Veri kayıtları:

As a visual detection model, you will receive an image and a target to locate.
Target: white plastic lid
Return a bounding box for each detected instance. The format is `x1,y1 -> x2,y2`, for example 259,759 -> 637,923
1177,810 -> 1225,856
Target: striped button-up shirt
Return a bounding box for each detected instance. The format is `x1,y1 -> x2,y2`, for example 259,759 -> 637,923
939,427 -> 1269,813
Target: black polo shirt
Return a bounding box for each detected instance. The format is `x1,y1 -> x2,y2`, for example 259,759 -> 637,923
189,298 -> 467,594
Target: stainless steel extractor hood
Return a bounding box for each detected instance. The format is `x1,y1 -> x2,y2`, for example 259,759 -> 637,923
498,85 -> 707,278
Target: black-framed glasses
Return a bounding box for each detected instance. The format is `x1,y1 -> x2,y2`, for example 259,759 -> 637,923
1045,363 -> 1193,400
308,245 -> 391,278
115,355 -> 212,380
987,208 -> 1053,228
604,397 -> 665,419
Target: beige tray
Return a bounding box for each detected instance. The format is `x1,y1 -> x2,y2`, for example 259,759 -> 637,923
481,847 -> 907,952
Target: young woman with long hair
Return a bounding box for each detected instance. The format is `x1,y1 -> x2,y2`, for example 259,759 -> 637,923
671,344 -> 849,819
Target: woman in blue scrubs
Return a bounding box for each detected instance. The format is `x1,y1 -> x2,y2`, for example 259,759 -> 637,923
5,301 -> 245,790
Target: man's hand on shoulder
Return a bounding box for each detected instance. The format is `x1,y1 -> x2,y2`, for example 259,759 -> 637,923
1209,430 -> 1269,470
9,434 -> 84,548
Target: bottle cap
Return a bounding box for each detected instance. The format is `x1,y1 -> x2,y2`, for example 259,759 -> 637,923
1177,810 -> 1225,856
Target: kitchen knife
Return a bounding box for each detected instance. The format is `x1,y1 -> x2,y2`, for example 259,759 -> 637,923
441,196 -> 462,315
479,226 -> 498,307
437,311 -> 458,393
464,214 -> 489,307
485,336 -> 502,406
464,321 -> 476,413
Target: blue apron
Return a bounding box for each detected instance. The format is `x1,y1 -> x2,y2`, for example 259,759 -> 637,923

Yönerge ve koşullar: Yukarıdaki kayıtları, "bounding box" ifadesini her geçtiği yerde "enclosing box" ile değiştirerek yeniden yazın. Geri kalan her şey aynen korunmalıdır.

Çözülmüş problem:
As a visual detection model, you will receive an image and a target to locate.
Target: white plastic lid
Return a enclosing box for each detected instance. The format is `x1,y1 -> x2,y2`, for example 259,759 -> 637,923
1177,810 -> 1225,856
Target: striped button-up shirt
Return a enclosing box for each detected instance. The format is `x1,y1 -> x2,y2`, for example 259,759 -> 637,923
939,427 -> 1269,813
Target: black polo shirt
Return a enclosing box for each detected instance. The format is `x1,y1 -> x2,y2`, for example 259,759 -> 637,923
189,298 -> 467,594
Target: stainless steel extractor hood
Return a enclosing box for each detected instance. The format is `x1,y1 -> x2,y2`, for example 259,759 -> 637,923
498,85 -> 707,278
Target: black-framed glasses
Return a enclosing box for each detected instance. The format is `x1,y1 -> x2,y2`, for example 259,759 -> 637,923
1045,363 -> 1193,400
308,245 -> 391,278
115,355 -> 212,380
987,208 -> 1053,228
604,397 -> 665,419
Target: beige tray
Return a enclosing box for each detected instance. The format is `x1,y1 -> x2,y2`, for example 259,759 -> 637,923
481,847 -> 907,952
Target: young woman with long hair
Return a enclosing box for each detected instance. The format is `x1,y1 -> x2,y2`, for example 259,759 -> 637,923
671,344 -> 849,819
Target: woman in blue scrubs
Return a enclosing box for each detected instance. The format is `x1,y1 -> x2,y2`, for example 259,759 -> 637,923
5,301 -> 245,790
Target: man's hand on shoulder
Return a enclosing box for each detected instance. The format is `x1,y1 -> x2,y2`, for example 259,759 -> 637,923
1209,430 -> 1269,470
9,434 -> 84,548
Target: bottle cap
Return a enclosing box for each detected instance. The format is `x1,y1 -> x2,y2`, for example 259,759 -> 637,923
1177,810 -> 1225,856
Target: kitchen knife
Return a enclosing box for each detected instance. The format is `x1,y1 -> x2,y2`, for example 259,759 -> 637,923
441,196 -> 462,315
479,226 -> 498,307
437,311 -> 458,393
464,214 -> 489,307
485,336 -> 502,406
464,321 -> 476,413
Target: blue apron
Return a enclosing box for each detected instance. The format is `x1,y1 -> x2,y2`, for example 259,759 -> 637,923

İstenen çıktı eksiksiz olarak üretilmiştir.